_Records shown_:
--- START ---

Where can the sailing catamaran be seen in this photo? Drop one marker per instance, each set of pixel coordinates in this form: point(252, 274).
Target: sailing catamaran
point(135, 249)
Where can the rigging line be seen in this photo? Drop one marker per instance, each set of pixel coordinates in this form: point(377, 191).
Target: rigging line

--- END ---

_Aim of the exercise_: Collect each line above holding the string "rigging".

_Expected output_:
Where can the rigging line be seen in this photo? Drop one marker per instance, each set of pixel coordinates in this form: point(377, 191).
Target: rigging line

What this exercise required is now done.